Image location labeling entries
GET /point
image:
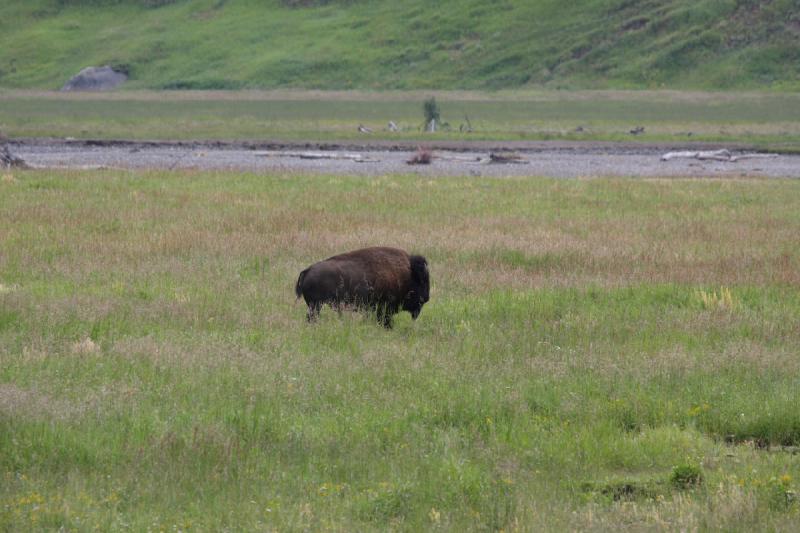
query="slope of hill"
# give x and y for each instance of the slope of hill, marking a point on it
(380, 44)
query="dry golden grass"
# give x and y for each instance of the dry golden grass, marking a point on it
(578, 332)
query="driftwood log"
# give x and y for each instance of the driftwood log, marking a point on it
(358, 158)
(713, 155)
(9, 160)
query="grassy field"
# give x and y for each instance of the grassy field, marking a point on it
(596, 354)
(382, 44)
(768, 120)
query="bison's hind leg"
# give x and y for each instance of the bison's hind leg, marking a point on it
(385, 314)
(313, 311)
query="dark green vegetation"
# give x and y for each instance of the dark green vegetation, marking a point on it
(596, 354)
(383, 44)
(770, 120)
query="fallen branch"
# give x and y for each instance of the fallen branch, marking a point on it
(9, 160)
(714, 155)
(506, 159)
(358, 158)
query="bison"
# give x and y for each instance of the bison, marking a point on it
(382, 280)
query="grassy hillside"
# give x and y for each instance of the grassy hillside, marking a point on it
(380, 44)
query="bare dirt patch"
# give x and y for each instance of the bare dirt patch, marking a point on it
(551, 159)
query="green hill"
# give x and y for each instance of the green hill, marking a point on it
(383, 44)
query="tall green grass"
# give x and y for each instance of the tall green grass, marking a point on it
(568, 372)
(766, 120)
(379, 44)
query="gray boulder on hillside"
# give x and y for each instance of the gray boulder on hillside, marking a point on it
(95, 79)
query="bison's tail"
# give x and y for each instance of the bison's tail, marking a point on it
(298, 288)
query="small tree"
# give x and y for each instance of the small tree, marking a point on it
(432, 115)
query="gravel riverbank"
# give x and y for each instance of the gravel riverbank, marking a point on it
(550, 159)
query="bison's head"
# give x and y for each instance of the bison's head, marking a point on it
(419, 291)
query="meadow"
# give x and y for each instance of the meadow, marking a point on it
(765, 120)
(596, 354)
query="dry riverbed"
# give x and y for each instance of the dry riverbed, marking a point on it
(552, 159)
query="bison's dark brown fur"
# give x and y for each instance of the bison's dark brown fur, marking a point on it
(383, 280)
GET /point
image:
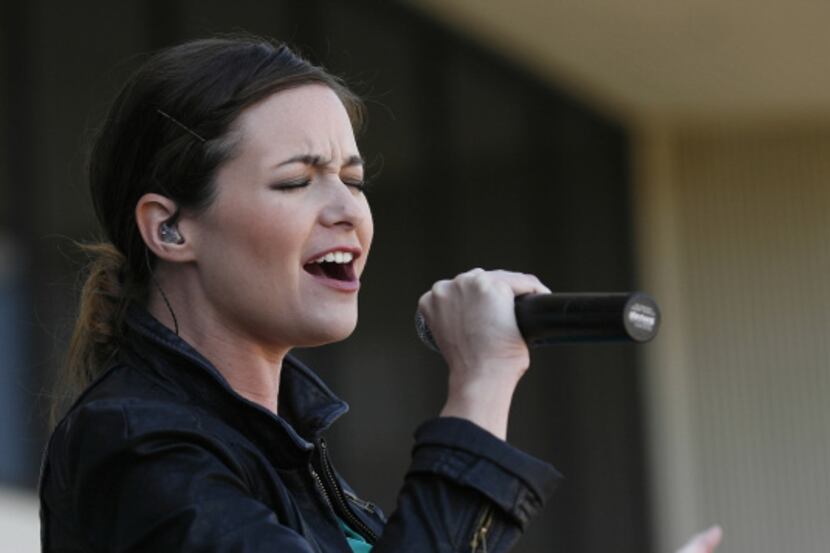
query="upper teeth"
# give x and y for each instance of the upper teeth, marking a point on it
(335, 257)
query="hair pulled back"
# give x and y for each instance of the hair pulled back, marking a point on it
(167, 132)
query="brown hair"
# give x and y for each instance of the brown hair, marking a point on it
(167, 132)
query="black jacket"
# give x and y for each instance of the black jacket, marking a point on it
(161, 454)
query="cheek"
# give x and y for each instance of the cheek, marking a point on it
(259, 235)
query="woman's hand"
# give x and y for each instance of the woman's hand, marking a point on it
(472, 318)
(705, 542)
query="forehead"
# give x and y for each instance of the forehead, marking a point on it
(308, 119)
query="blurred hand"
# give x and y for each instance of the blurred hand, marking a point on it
(705, 542)
(472, 318)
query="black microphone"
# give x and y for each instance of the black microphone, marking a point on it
(548, 319)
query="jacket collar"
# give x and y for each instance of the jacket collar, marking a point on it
(307, 407)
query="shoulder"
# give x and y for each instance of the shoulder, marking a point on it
(124, 418)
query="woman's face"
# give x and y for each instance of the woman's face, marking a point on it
(280, 251)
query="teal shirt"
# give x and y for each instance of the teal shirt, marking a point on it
(356, 541)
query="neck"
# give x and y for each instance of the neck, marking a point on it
(252, 370)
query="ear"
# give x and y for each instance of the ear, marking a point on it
(150, 212)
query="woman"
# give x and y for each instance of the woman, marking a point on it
(230, 188)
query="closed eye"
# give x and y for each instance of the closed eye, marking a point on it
(291, 185)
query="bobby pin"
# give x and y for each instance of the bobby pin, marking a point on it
(180, 124)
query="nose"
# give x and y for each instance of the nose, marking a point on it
(344, 206)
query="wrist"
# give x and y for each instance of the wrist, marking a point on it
(485, 403)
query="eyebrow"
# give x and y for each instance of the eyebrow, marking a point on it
(319, 161)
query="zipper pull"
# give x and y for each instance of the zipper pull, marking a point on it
(479, 540)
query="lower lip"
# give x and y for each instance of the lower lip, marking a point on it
(339, 285)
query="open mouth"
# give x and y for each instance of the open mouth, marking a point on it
(332, 270)
(335, 265)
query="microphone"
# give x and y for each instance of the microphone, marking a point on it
(548, 319)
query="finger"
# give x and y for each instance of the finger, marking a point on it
(704, 542)
(521, 283)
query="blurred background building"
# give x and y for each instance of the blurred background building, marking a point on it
(679, 148)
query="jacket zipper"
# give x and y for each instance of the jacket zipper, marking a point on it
(362, 503)
(479, 539)
(340, 498)
(319, 482)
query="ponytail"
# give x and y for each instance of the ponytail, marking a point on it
(99, 327)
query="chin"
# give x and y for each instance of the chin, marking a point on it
(329, 331)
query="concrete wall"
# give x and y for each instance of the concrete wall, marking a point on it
(734, 227)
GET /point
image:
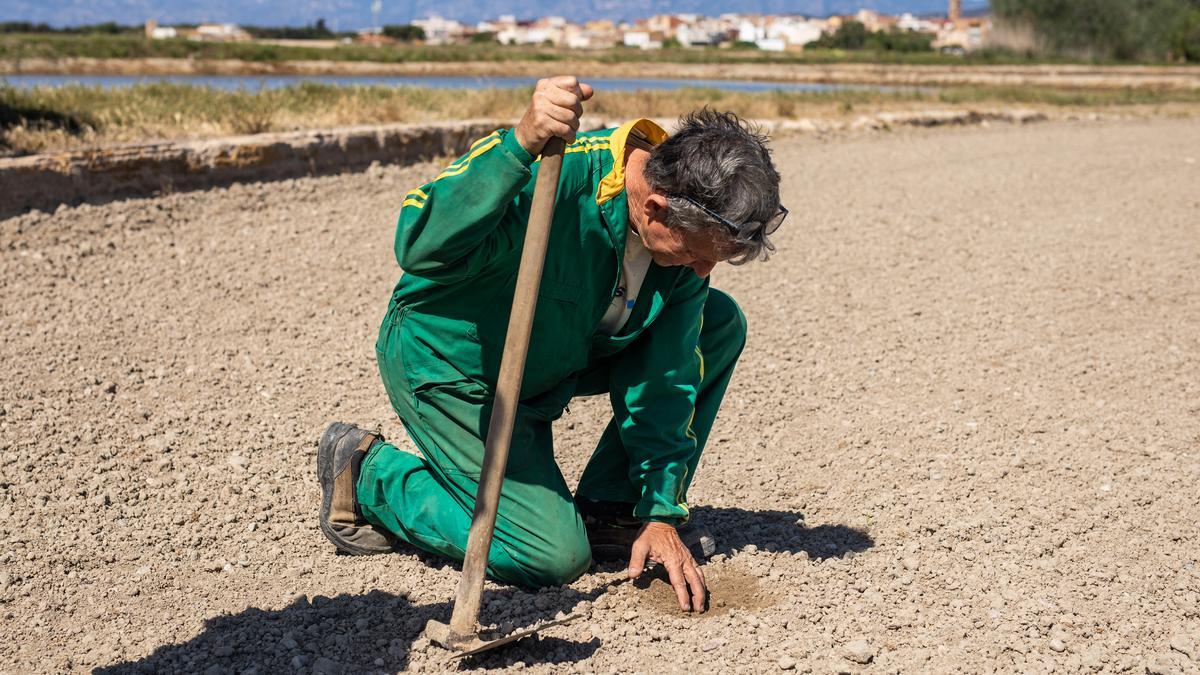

SET PROBLEM:
Identify each line of the records that contains the word "hand" and copy those lines. Case counts.

OUTPUT:
query="woman's hand"
# give x and y for each instance of the woman's hand, marking a point on it
query="blurred hand"
# give x and y for each instance of the blurred hand, marking a point on it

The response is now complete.